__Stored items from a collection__
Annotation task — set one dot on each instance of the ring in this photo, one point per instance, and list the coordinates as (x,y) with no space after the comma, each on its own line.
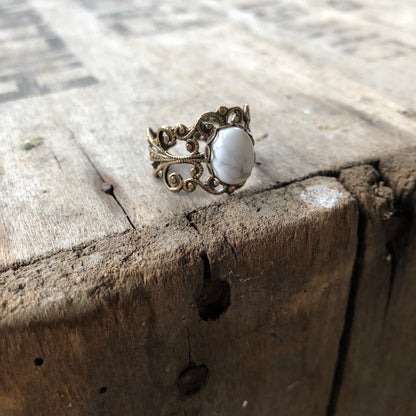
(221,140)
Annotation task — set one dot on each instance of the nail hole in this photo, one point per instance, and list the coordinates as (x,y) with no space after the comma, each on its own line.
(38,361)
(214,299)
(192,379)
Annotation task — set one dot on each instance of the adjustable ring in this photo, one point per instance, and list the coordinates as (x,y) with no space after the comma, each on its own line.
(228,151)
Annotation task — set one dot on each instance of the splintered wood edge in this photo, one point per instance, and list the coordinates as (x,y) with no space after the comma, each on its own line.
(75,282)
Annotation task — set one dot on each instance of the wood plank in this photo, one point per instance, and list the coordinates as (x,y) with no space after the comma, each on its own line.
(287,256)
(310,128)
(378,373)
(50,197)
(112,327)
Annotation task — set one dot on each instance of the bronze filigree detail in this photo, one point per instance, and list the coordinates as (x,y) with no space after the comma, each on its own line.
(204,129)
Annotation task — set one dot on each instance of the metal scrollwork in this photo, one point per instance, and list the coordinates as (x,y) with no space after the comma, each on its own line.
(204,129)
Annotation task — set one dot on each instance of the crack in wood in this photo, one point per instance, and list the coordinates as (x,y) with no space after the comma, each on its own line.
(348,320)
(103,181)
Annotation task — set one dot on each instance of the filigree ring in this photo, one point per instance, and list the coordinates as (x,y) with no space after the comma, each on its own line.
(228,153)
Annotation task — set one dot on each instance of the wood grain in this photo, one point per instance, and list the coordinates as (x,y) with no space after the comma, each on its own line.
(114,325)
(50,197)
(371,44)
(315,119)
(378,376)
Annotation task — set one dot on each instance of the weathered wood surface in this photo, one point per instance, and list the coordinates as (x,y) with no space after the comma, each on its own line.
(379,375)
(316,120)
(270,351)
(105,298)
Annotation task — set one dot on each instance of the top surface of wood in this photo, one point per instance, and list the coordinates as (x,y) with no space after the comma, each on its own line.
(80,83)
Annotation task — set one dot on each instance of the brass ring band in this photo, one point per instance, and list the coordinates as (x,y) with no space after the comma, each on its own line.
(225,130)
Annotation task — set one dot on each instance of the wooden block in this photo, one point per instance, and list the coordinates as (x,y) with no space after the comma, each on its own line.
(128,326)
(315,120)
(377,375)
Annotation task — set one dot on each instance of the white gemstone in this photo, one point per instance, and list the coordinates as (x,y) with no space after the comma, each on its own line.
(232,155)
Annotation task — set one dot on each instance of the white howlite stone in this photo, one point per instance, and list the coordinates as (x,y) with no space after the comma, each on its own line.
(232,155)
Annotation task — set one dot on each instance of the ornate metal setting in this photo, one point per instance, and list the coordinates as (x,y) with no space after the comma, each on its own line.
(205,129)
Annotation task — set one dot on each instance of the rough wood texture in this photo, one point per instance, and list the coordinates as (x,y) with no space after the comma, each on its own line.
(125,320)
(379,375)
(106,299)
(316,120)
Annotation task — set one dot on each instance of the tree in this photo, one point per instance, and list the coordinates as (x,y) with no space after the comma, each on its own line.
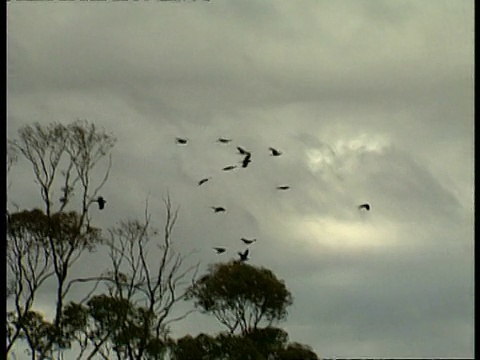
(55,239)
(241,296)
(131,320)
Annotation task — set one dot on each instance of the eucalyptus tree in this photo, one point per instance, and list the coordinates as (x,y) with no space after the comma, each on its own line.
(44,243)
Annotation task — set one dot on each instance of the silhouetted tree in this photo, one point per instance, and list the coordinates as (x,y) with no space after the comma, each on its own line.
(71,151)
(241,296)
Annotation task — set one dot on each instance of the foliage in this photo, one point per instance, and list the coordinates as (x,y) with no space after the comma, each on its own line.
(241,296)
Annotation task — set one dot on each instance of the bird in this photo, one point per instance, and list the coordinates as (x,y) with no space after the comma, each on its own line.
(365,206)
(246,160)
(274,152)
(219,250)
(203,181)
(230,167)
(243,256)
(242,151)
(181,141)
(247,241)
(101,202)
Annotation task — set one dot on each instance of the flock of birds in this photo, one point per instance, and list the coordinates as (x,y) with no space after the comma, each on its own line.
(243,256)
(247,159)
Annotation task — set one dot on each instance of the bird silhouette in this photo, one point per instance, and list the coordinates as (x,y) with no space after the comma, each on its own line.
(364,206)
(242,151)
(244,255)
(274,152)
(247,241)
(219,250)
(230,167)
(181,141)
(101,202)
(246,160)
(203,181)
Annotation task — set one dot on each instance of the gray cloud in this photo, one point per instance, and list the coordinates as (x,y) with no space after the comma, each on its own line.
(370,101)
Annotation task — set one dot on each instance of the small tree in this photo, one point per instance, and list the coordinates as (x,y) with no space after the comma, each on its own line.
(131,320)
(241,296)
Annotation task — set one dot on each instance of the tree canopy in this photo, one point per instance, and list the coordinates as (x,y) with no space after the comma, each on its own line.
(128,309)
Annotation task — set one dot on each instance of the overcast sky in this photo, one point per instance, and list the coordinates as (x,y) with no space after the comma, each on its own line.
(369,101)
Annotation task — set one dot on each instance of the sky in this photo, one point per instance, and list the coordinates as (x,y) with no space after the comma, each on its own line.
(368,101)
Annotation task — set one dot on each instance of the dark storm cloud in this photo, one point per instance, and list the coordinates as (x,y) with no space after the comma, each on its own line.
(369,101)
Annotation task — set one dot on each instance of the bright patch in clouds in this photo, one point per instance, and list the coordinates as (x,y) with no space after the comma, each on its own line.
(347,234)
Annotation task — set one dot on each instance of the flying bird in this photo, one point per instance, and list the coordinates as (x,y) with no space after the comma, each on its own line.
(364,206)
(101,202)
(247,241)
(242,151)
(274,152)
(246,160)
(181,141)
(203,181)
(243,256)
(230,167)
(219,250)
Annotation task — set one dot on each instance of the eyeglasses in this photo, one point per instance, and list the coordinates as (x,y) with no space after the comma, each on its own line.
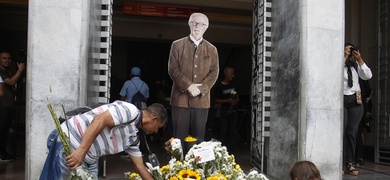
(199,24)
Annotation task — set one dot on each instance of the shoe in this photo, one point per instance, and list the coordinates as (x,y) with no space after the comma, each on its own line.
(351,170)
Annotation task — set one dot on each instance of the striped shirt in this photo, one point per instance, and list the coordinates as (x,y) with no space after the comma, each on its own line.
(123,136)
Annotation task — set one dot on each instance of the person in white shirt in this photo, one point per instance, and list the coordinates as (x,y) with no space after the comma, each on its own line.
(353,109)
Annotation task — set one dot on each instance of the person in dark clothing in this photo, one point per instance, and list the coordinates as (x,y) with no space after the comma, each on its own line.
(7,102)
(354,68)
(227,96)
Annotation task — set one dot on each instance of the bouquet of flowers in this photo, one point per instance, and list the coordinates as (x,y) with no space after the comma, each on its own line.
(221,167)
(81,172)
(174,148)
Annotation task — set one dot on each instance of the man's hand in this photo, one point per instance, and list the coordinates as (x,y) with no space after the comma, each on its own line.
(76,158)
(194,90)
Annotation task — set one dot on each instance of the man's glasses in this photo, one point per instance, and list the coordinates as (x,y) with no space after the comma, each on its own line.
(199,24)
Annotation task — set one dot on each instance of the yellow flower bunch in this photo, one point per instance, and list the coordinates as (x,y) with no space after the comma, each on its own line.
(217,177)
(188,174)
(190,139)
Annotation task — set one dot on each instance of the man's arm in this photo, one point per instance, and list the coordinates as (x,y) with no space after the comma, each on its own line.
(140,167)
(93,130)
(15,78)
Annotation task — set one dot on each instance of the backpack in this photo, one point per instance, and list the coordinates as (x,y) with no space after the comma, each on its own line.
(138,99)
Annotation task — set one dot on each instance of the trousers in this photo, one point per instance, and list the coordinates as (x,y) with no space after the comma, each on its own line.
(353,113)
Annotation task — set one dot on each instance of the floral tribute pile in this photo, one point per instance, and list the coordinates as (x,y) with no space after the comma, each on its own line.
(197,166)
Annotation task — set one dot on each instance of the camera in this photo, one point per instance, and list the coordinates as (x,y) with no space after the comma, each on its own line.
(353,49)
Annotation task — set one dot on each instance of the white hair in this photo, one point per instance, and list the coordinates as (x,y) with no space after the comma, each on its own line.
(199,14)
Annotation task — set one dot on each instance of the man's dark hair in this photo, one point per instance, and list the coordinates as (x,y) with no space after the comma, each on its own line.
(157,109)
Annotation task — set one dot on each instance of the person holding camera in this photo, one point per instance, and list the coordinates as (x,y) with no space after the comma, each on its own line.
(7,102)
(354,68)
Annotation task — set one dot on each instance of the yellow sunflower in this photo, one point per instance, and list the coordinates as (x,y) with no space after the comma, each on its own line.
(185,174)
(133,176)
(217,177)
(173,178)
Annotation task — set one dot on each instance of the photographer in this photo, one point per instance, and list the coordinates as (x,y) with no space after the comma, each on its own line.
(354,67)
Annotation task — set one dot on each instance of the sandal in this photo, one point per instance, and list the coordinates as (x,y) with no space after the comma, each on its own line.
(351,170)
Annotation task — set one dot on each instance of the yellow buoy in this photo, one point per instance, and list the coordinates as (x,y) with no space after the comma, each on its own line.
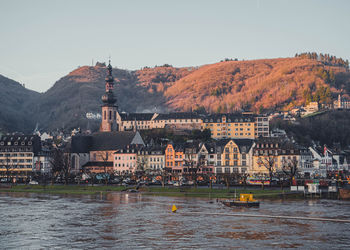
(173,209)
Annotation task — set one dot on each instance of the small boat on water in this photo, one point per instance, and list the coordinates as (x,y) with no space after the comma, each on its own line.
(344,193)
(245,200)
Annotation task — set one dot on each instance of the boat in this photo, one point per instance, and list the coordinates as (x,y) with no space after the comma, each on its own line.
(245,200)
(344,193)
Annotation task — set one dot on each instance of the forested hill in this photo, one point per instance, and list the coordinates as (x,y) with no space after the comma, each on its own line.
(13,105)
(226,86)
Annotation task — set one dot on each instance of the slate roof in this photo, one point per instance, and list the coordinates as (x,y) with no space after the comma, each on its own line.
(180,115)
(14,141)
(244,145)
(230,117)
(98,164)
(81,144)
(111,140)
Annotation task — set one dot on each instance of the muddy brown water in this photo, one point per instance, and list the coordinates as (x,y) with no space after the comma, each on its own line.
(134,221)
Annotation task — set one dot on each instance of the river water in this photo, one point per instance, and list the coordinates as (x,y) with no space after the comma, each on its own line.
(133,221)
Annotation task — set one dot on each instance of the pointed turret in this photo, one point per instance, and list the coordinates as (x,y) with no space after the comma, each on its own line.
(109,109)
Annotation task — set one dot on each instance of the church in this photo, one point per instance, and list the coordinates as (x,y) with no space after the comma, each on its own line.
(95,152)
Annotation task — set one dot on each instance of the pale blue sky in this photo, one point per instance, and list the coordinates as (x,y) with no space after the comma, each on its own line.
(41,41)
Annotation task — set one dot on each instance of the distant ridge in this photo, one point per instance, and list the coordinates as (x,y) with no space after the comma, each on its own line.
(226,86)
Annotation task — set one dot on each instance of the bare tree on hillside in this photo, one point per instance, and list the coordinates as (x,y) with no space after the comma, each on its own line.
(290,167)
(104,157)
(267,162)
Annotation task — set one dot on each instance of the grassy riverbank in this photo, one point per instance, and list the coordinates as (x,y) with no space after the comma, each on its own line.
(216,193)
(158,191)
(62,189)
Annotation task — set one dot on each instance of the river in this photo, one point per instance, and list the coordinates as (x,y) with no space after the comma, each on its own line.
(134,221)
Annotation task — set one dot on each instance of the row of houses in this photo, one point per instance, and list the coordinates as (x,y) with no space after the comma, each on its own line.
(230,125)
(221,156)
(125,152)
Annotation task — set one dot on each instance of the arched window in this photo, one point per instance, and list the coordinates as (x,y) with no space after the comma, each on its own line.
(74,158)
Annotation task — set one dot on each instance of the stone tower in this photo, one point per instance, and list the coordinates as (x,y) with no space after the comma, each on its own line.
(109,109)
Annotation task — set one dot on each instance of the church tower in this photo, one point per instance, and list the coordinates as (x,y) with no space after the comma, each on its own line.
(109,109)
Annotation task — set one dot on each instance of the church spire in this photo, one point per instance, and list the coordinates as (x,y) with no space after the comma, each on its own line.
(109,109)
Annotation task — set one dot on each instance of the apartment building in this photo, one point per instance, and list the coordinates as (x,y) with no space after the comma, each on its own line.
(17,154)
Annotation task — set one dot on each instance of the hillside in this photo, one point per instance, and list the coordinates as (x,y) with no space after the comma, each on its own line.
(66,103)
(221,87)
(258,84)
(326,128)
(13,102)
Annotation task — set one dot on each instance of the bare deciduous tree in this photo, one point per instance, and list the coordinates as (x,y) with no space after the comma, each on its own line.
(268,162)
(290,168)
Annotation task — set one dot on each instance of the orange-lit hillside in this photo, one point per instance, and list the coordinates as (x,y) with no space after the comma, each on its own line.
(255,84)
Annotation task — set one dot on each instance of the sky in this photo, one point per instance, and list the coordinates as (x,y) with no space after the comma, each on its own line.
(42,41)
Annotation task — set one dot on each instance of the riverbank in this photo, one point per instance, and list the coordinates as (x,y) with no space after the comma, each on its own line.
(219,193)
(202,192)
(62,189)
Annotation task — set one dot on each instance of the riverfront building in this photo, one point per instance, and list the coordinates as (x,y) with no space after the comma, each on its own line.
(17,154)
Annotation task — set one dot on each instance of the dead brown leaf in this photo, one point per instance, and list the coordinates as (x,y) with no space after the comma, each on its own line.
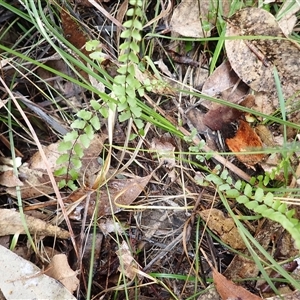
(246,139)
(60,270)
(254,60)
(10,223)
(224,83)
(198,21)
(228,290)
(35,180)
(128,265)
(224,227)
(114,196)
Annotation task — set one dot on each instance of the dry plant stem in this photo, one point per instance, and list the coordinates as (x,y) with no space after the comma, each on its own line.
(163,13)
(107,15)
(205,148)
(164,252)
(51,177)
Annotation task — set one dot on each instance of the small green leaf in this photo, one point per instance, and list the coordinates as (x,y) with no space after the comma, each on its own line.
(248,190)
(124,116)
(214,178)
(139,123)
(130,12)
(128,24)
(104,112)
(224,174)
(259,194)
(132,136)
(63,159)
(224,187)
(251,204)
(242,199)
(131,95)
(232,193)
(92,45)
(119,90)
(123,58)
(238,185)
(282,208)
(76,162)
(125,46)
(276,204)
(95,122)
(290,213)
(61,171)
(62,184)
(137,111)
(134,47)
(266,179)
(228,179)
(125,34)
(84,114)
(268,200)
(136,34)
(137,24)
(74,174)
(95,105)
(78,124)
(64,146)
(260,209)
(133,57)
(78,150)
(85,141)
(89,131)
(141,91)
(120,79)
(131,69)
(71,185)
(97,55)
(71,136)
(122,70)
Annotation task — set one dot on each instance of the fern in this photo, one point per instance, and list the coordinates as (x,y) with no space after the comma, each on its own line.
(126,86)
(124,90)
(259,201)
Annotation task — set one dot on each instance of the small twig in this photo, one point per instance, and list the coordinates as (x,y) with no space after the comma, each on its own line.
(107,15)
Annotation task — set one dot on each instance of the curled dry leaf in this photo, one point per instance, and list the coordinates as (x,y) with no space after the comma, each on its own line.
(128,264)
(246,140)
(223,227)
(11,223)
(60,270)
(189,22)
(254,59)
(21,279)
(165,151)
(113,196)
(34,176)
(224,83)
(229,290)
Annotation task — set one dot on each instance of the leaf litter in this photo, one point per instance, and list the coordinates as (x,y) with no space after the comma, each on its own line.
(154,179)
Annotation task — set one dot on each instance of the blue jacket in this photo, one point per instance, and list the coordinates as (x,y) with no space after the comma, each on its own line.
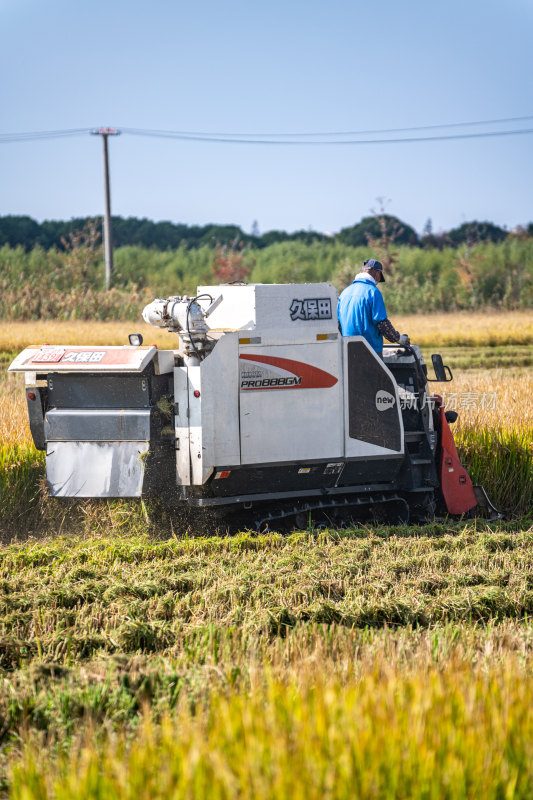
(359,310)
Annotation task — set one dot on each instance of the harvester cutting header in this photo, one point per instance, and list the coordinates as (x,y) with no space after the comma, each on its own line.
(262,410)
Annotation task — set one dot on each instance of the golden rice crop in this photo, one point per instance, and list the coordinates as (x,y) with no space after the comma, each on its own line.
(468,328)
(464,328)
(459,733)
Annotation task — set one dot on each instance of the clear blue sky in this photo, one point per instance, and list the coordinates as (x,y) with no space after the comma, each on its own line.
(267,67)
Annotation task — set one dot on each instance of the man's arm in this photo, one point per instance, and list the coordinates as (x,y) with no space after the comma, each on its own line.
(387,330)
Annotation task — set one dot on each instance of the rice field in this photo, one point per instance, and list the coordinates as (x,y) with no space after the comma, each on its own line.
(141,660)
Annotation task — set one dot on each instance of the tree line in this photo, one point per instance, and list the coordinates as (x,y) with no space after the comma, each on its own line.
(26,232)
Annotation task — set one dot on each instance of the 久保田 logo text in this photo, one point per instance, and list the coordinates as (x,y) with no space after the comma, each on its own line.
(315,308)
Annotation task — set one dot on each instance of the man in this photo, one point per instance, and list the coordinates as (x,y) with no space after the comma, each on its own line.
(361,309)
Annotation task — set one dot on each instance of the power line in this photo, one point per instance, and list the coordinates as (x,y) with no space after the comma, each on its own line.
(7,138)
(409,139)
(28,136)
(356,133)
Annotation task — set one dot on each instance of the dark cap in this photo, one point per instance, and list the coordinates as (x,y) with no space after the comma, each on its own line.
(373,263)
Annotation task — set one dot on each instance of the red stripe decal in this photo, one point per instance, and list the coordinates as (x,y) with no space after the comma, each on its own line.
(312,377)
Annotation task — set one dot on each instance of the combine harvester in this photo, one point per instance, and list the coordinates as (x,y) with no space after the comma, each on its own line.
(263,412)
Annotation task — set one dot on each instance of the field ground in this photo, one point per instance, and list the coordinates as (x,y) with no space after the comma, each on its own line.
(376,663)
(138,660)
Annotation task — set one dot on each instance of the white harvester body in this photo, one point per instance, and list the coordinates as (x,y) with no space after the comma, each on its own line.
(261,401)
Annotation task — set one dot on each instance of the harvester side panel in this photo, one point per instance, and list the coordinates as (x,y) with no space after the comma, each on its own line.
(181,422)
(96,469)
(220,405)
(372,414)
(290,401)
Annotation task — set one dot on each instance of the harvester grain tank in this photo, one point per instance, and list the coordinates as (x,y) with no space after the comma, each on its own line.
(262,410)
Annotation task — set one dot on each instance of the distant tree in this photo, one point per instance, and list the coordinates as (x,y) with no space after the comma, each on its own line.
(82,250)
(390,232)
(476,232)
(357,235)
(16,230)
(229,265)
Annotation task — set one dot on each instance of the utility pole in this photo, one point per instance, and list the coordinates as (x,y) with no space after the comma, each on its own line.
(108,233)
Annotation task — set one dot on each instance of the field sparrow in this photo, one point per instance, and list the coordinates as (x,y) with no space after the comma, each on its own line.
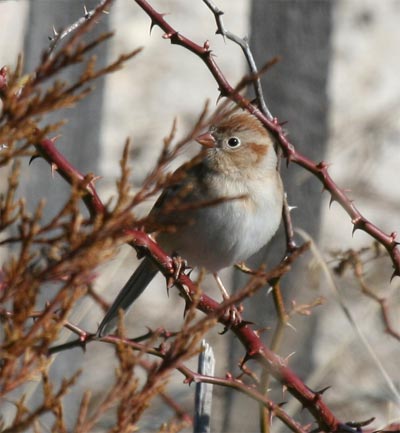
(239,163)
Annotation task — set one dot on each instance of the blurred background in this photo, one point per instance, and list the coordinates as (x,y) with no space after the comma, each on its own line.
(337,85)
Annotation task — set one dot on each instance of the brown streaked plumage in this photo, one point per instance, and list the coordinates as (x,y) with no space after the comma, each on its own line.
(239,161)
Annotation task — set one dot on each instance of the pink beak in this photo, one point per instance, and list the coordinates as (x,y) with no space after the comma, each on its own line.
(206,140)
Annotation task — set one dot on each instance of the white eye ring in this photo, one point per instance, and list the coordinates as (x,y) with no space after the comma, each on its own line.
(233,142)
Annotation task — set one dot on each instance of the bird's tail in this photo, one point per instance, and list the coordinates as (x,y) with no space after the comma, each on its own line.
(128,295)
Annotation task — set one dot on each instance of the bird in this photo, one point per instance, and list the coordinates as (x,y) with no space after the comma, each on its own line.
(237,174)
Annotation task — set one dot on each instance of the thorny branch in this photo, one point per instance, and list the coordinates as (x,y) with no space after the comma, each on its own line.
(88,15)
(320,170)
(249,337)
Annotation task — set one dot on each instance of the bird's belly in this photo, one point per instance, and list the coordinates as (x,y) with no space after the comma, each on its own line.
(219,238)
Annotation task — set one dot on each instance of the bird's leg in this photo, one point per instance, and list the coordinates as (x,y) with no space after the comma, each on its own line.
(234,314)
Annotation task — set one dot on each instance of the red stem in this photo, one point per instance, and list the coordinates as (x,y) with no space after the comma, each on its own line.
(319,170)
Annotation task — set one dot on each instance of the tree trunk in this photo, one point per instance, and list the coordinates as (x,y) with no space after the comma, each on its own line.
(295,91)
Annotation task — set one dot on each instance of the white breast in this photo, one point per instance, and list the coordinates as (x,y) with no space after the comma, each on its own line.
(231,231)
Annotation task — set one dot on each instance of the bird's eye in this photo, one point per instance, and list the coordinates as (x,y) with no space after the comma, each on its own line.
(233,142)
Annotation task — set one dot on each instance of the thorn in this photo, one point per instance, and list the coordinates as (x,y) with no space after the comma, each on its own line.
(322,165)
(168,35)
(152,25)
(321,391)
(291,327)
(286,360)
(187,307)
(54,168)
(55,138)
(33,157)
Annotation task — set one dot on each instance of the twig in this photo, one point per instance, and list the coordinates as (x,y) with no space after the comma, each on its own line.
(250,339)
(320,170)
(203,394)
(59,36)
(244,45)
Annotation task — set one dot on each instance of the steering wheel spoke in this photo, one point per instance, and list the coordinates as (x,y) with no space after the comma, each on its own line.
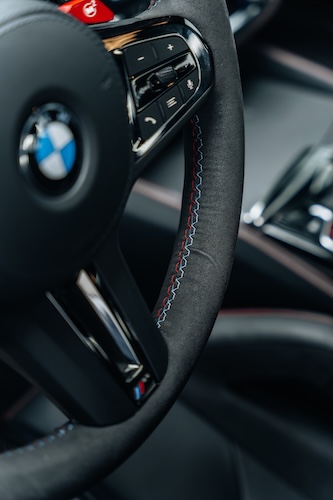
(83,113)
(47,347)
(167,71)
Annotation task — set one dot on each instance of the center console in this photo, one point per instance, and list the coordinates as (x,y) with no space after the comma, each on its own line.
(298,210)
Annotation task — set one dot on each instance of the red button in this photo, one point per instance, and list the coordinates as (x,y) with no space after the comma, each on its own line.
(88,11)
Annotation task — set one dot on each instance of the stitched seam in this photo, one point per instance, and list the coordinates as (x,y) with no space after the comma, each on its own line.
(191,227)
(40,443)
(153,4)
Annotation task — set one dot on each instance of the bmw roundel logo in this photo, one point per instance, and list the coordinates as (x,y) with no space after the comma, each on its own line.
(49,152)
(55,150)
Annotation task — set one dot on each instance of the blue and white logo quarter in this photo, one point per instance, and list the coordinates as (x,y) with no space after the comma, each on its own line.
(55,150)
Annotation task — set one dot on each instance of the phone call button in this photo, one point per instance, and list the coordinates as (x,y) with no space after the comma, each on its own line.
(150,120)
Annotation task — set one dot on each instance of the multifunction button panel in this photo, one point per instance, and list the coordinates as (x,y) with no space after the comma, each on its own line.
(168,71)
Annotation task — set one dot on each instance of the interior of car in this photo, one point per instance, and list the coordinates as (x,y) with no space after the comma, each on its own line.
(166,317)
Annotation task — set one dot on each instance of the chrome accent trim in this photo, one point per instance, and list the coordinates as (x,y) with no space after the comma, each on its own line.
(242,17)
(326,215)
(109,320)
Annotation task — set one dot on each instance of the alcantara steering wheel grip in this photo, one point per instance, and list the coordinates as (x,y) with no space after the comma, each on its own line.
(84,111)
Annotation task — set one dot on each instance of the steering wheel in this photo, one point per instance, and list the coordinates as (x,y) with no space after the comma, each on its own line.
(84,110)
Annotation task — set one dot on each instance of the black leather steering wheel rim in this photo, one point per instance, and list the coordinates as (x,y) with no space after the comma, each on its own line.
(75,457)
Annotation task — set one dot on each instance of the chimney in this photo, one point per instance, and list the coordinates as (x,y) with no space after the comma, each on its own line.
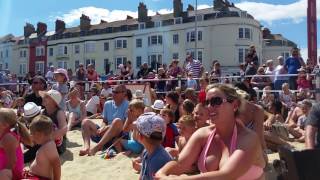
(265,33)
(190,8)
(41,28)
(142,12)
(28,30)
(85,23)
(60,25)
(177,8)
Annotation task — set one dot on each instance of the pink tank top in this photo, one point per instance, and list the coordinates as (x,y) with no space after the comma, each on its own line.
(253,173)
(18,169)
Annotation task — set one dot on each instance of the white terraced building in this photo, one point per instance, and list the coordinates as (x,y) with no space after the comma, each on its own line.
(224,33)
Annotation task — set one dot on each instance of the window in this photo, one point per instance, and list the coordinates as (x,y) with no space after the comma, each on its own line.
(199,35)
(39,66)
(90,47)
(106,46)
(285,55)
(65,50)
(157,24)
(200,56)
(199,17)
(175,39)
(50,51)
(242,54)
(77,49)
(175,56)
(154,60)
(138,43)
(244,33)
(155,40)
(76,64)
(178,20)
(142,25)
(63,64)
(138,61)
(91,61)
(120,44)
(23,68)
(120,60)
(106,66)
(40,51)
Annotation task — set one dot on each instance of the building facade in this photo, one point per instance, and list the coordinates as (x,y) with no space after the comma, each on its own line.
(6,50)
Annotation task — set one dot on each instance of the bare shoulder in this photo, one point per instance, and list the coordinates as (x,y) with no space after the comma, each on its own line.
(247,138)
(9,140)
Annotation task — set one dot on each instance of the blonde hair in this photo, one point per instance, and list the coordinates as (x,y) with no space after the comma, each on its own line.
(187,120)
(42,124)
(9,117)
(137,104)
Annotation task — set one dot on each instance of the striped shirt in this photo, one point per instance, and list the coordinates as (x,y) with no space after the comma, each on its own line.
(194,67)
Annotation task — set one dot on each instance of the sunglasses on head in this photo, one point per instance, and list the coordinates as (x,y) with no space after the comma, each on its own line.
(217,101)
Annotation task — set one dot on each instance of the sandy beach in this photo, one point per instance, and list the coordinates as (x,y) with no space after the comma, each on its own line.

__What needs to be done__
Locate the line that contains "of the blonde", then please quote it and every line after it to the end of the entries above, exactly and with nothing else.

__Output for this task__
Annotation task — set one dot on each instance of the blonde hair in this photo, one point per instance, and list the coordinates as (x,y) with no space after the comma, each on its own line.
(187,120)
(42,124)
(9,117)
(137,104)
Annotation task — set one dot on each instance of the striped shirt in this photo, one point per instance, and list the coordinates as (x,y) with no space after the comma, each on its own line.
(194,67)
Annotation task — set one dot on each instance of the sunglasses on head in this photo, one point per instance, and list the coordinates as (x,y) with no space after the comma, each on its own line.
(217,101)
Annotation task — set one dot on each instance of the sandy beach in this photo, one point per instance, and list the coordinates as (x,y) with no space after the comma, each on its own line.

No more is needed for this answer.